-- Problem description --
Quote the full post on Wall Street bankers' bonuses word for word.

-- Selected excerpt --
|---|

Recall back in the days of Bush Jr, the reigning ideology was to put total faith in discipline the Market supposedly would impose on all players. Alan Greenspan admitted in a famous confession that he had thought so but he was wrong to believe so.

You can't hang the Bushies now. So....go hang Team Obama first before sending God's "disciples" at Goldman et al to the guillotine.

Before writing checks to bailout Wall Street, Team Obama should have insisted on replacing all Board members who in theory should have supervised how Wall Street firms worked on behalf of their public shareholders, a duty they failed to discharge.

So, to blame the management is really missing the main points. Oh, by the way, the news today is Goldman Sachs has changed its compensation scheme whereby for 5 years senior management cannot cash in their options.

However, let unsaid clearly those senior guys and gals could borrow against those options effectively rendering the 5 years restrictions moot. Wall Street is indeed much much smarter than Washington DC and the press when it comes to financial exercises.

FT report:

Trichet warns on bankers’ bonuses
By Ralph Atkins in Frankfurt
Published: December 11 2009 15:00 | Last updated: December 11 2009 20:04
Awarding big bonuses to bankers could help sow the seeds of a future financial crisis, Jean-Claude Trichet, European Central Bank president, has warned.

Mr Trichet said financial institutions should be using higher profits to strengthen their capital bases rather than paying out “unwarranted levels of compensation or bonuses”.

A culture of excessive financial rewards for individuals encouraged “self-referential” and “self-serving” banking, Mr Trichet warned in a speech in London.

His comments amounted to the strongest criticism yet from the ECB of excessive bank remuneration .

Mr Trichet has long urged bankers to take advantage of an improvement in financial markets to increase their resilience in the face of a still-weak global economy.He warned that excessive pay could even threaten the stability of the financial system.

|---|

Stored data entries:
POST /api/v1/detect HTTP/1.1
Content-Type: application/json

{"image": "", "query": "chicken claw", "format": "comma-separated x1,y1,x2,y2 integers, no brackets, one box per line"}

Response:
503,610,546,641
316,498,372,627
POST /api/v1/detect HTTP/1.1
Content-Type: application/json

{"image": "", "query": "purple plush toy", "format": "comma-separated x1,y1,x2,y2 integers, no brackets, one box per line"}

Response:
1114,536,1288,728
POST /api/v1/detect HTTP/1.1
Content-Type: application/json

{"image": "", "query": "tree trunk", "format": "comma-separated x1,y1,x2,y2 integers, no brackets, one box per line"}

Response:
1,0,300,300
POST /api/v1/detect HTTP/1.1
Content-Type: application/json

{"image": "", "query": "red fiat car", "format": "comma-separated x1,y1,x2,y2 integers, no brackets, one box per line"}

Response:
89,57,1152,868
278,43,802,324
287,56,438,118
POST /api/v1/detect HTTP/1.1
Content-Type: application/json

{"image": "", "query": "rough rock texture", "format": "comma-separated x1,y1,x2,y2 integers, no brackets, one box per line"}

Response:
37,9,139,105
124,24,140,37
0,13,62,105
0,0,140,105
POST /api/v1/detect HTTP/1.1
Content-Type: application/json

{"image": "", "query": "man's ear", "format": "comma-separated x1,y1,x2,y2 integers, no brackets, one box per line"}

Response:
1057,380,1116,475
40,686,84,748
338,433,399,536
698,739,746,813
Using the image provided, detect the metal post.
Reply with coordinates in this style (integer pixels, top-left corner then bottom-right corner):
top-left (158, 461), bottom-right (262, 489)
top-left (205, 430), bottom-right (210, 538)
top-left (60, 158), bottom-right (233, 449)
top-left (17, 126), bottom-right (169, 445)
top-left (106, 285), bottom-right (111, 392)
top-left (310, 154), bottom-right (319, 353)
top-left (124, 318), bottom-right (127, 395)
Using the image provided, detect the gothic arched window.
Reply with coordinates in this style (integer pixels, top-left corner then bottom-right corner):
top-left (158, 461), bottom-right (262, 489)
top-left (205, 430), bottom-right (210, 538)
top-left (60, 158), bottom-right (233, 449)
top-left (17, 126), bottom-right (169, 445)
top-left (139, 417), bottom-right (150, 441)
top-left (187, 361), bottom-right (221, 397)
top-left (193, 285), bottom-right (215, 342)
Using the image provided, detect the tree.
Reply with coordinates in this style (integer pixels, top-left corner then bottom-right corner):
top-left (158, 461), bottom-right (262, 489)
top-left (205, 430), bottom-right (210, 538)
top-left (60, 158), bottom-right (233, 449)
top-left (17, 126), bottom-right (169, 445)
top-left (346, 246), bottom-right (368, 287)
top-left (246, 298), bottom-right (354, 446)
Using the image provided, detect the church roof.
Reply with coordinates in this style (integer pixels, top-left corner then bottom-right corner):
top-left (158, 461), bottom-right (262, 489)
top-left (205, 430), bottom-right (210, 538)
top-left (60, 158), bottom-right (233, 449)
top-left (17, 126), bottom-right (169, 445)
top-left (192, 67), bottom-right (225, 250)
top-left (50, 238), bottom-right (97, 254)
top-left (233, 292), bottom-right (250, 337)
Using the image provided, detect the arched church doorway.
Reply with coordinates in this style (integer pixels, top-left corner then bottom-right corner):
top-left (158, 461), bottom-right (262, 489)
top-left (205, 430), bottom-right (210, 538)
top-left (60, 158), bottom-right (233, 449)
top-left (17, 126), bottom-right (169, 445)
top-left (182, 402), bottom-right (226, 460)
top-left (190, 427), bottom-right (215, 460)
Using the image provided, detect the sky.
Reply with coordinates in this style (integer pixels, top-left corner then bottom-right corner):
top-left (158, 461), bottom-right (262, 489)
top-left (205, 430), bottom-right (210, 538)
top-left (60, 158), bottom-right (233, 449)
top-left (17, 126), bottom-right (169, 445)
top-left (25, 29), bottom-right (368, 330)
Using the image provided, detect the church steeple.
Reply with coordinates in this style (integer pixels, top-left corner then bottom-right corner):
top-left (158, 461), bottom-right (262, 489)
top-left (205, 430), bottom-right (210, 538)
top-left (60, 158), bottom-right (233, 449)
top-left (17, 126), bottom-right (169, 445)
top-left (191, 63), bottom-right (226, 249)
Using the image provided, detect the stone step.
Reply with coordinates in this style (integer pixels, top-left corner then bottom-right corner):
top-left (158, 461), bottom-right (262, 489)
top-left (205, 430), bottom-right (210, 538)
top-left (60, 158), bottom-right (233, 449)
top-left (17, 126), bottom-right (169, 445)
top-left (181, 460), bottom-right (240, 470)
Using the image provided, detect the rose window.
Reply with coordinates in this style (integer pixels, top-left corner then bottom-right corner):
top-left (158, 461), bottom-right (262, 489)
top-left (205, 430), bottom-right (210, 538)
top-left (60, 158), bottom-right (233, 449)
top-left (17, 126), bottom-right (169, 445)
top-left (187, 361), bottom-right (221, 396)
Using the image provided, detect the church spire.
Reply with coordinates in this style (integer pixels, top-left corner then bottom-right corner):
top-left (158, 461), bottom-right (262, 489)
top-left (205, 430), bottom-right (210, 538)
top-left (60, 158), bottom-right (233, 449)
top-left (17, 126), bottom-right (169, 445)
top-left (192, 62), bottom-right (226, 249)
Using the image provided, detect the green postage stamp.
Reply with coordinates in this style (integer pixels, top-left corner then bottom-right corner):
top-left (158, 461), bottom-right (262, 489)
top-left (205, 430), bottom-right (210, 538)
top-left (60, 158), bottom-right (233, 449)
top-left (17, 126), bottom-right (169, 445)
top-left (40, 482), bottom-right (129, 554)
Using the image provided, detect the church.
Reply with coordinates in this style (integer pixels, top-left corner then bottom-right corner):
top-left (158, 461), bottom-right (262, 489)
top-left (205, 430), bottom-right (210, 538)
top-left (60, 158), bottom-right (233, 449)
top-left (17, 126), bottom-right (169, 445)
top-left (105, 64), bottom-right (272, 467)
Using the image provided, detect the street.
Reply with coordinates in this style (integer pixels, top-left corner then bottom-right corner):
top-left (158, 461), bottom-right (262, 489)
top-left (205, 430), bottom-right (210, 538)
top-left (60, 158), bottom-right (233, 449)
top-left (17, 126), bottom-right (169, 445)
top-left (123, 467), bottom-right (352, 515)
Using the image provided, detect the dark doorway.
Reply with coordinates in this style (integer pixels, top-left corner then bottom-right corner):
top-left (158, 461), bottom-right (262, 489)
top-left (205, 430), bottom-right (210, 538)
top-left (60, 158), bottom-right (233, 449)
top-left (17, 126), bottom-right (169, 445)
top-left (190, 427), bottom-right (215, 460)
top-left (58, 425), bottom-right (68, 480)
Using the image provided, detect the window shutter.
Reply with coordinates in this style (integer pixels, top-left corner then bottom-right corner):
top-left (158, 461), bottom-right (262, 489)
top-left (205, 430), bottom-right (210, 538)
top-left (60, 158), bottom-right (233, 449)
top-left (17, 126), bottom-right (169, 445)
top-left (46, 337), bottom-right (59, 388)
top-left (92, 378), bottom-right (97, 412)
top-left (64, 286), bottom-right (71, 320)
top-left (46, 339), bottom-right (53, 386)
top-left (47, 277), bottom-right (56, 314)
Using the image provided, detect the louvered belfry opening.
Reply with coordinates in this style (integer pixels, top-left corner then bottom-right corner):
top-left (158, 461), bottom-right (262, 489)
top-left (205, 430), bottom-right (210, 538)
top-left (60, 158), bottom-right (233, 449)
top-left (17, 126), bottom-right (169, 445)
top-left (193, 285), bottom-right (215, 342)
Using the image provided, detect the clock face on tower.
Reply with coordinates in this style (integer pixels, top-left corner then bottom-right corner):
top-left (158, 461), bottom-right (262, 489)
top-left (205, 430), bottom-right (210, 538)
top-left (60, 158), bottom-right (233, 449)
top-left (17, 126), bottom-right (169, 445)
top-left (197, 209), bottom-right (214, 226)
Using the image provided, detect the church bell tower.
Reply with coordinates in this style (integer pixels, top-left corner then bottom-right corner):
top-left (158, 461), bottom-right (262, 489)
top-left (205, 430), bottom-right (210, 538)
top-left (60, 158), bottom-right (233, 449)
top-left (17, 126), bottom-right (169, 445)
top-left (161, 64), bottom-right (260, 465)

|---|

-- Task response --
Recall back in the days of Bush Jr, the reigning ideology was to put total faith in discipline the Market supposedly would impose on all players. Alan Greenspan admitted in a famous confession that he had thought so but he was wrong to believe so.

You can't hang the Bushies now. So....go hang Team Obama first before sending God's "disciples" at Goldman et al to the guillotine.

Before writing checks to bailout Wall Street, Team Obama should have insisted on replacing all Board members who in theory should have supervised how Wall Street firms worked on behalf of their public shareholders, a duty they failed to discharge.

So, to blame the management is really missing the main points. Oh, by the way, the news today is Goldman Sachs has changed its compensation scheme whereby for 5 years senior management cannot cash in their options.

However, let unsaid clearly those senior guys and gals could borrow against those options effectively rendering the 5 years restrictions moot. Wall Street is indeed much much smarter than Washington DC and the press when it comes to financial exercises.

FT report:

Trichet warns on bankers’ bonuses
By Ralph Atkins in Frankfurt
Published: December 11 2009 15:00 | Last updated: December 11 2009 20:04
Awarding big bonuses to bankers could help sow the seeds of a future financial crisis, Jean-Claude Trichet, European Central Bank president, has warned.

Mr Trichet said financial institutions should be using higher profits to strengthen their capital bases rather than paying out “unwarranted levels of compensation or bonuses”.

A culture of excessive financial rewards for individuals encouraged “self-referential” and “self-serving” banking, Mr Trichet warned in a speech in London.

His comments amounted to the strongest criticism yet from the ECB of excessive bank remuneration .

Mr Trichet has long urged bankers to take advantage of an improvement in financial markets to increase their resilience in the face of a still-weak global economy.He warned that excessive pay could even threaten the stability of the financial system.